• [EXERCISE AIM] Below is a listing; reproduce each line of it exactly.

** START OF RECORD EXCERPTS **

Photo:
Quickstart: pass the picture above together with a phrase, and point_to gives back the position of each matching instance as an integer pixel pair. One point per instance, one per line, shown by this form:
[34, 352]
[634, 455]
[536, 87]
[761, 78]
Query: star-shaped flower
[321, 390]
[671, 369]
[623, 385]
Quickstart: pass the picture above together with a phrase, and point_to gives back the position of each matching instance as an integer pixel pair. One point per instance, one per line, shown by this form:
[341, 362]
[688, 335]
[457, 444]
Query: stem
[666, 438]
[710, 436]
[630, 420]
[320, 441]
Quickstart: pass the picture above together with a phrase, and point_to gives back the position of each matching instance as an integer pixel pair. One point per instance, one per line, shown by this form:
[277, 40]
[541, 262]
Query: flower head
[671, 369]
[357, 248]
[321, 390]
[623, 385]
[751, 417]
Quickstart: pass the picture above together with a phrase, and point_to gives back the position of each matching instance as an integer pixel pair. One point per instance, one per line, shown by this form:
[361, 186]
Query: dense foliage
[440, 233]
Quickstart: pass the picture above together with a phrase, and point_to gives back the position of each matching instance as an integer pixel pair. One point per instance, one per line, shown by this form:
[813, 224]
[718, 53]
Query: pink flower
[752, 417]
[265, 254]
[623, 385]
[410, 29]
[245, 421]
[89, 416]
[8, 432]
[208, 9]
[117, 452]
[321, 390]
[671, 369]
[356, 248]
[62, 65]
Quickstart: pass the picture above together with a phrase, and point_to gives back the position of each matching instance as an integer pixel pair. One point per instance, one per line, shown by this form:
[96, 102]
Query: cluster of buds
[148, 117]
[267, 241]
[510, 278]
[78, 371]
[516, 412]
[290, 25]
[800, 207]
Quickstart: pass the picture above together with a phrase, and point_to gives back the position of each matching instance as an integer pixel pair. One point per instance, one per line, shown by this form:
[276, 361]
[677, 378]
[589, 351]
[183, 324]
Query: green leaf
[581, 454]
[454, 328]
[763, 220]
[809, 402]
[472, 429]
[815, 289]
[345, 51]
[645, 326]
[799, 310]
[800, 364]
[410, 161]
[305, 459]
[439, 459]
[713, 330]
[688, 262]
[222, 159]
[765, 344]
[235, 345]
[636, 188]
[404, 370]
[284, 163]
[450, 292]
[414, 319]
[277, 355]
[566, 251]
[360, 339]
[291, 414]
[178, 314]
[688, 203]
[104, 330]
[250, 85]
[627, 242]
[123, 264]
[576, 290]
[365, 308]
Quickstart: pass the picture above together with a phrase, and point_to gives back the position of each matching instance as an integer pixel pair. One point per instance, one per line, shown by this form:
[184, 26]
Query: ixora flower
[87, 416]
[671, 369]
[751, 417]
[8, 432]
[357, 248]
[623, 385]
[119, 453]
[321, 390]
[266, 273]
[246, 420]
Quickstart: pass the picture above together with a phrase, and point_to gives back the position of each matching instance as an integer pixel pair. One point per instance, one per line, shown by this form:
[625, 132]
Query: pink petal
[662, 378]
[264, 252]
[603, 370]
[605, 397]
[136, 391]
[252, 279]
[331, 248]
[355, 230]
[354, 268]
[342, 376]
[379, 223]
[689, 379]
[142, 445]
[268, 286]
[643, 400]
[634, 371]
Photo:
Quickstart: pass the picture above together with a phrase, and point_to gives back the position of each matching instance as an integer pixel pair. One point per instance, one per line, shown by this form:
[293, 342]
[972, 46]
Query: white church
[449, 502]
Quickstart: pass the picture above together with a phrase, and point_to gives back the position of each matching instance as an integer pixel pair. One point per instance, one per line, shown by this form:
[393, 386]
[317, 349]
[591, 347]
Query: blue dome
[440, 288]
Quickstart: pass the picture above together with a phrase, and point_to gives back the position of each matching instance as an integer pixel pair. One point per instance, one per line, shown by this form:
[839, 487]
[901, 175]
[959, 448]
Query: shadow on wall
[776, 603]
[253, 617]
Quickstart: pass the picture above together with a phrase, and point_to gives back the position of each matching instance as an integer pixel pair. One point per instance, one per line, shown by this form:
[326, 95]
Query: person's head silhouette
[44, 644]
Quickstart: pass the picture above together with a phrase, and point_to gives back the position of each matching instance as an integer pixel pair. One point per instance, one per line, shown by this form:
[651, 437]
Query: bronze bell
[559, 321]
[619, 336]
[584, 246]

** END OF RECORD EXCERPTS **

• [CORRECT ANSWER]
Photo:
Quickstart: pass the picture above together with a phrase, and point_to gives back the position of each matching instance as an integer pixel pair. One point per instance, one per line, shown by this form:
[34, 352]
[634, 455]
[536, 87]
[761, 78]
Query: star-shaped flower
[321, 390]
[671, 369]
[623, 385]
Quickstart: pass the picture above together with a phrase, and point_to gives back the position of each matching instance as an integer pixel pair. One point per instance, one per line, shown by this form:
[341, 362]
[688, 335]
[457, 444]
Query: stem
[666, 438]
[710, 436]
[630, 420]
[320, 441]
Quickstart: pass the picture above together with a phrase, and point_to gives back the position of each matching instance as an integer pixel pair. One point per instance, one per line, shown by this form:
[277, 40]
[541, 262]
Query: flower head
[671, 369]
[357, 248]
[321, 390]
[623, 385]
[751, 417]
Quickstart: pass the picture above together with a phrase, and point_to gives back the position of each matching instance as an integer pixel pair. One point per instance, one per line, shown by this form:
[361, 186]
Query: dense foliage
[440, 233]
Quickstart: pass the picture above together with a phrase, and point_to gives back the position of each matching instance as an integer pixel pair. One point per instance, one per line, shown by this form:
[813, 224]
[718, 53]
Query: pink flower
[752, 417]
[265, 254]
[623, 385]
[410, 29]
[245, 421]
[89, 416]
[8, 432]
[208, 9]
[117, 452]
[321, 390]
[671, 369]
[356, 248]
[62, 65]
Quickstart: pass the picture above together with a phrase, and point_to gives back the position of each matching instance as an integer pixel pair. One point per instance, one per line, shown by this form:
[96, 102]
Query: cluster of buds
[148, 117]
[267, 241]
[510, 278]
[78, 371]
[516, 412]
[290, 25]
[800, 207]
Quickstart: pass the picture above together with a phrase, and point_to gives back the position of each matching instance as an integer pixel pair. One point per instance, one per line, shown by this form:
[276, 361]
[677, 378]
[589, 351]
[183, 324]
Query: green leaf
[581, 454]
[454, 328]
[763, 220]
[809, 402]
[472, 429]
[815, 289]
[345, 51]
[645, 326]
[799, 310]
[800, 364]
[410, 161]
[305, 459]
[439, 459]
[713, 330]
[688, 262]
[222, 159]
[765, 344]
[235, 345]
[636, 188]
[404, 370]
[284, 163]
[450, 292]
[414, 319]
[277, 355]
[566, 251]
[360, 339]
[291, 414]
[178, 314]
[688, 203]
[104, 330]
[250, 85]
[627, 242]
[123, 264]
[576, 290]
[365, 308]
Quickstart: pass the picture above together with a phrase, and point_to gives back the position of each matching instance as an integer pixel pair. One point per instance, one per line, shown by this form:
[184, 26]
Query: ixora flower
[87, 416]
[671, 369]
[751, 417]
[8, 432]
[357, 248]
[623, 385]
[119, 453]
[321, 390]
[266, 273]
[246, 420]
Quickstart: pass the picture above together with a phrase, and point_to gives back the position of each matching instance as an integer pixel pair. One point per instance, one per line, shown by this form:
[625, 132]
Query: pink petal
[662, 378]
[264, 252]
[603, 370]
[605, 397]
[136, 391]
[252, 279]
[331, 248]
[355, 230]
[354, 268]
[342, 376]
[379, 223]
[689, 379]
[142, 445]
[268, 286]
[643, 400]
[634, 371]
Photo:
Quickstart: pass the picture above together with a phrase, and point_to gives back the position of each matching instance as an integer pixel pair. One point per instance, one per line, shown by this form:
[293, 342]
[972, 46]
Query: white church
[449, 502]
Quickstart: pass the picture above together with a phrase, and point_to gives back the position of each matching instance as an integer pixel pair. One point per instance, one per line, shown by this form:
[393, 386]
[317, 349]
[591, 347]
Query: blue dome
[440, 288]
Quickstart: pass the picture above together with a phrase, and point_to gives back the position of each matching instance as an integer pixel pair. One point per instance, one per line, shown by this form:
[839, 487]
[901, 175]
[959, 448]
Query: shadow on wall
[776, 603]
[253, 617]
Quickstart: pass the picture above together with a phrase, and point_to gives back the position of each matching instance as an integer pixel pair. One point per instance, one per line, shown by this form:
[326, 95]
Query: person's head silhouette
[44, 644]
Quickstart: pass the picture above together with a phrase, and point_to gives back the position of each matching instance as an integer pixel pair. One point per instance, one per line, shown by this form:
[651, 437]
Query: bronze bell
[559, 321]
[619, 336]
[584, 246]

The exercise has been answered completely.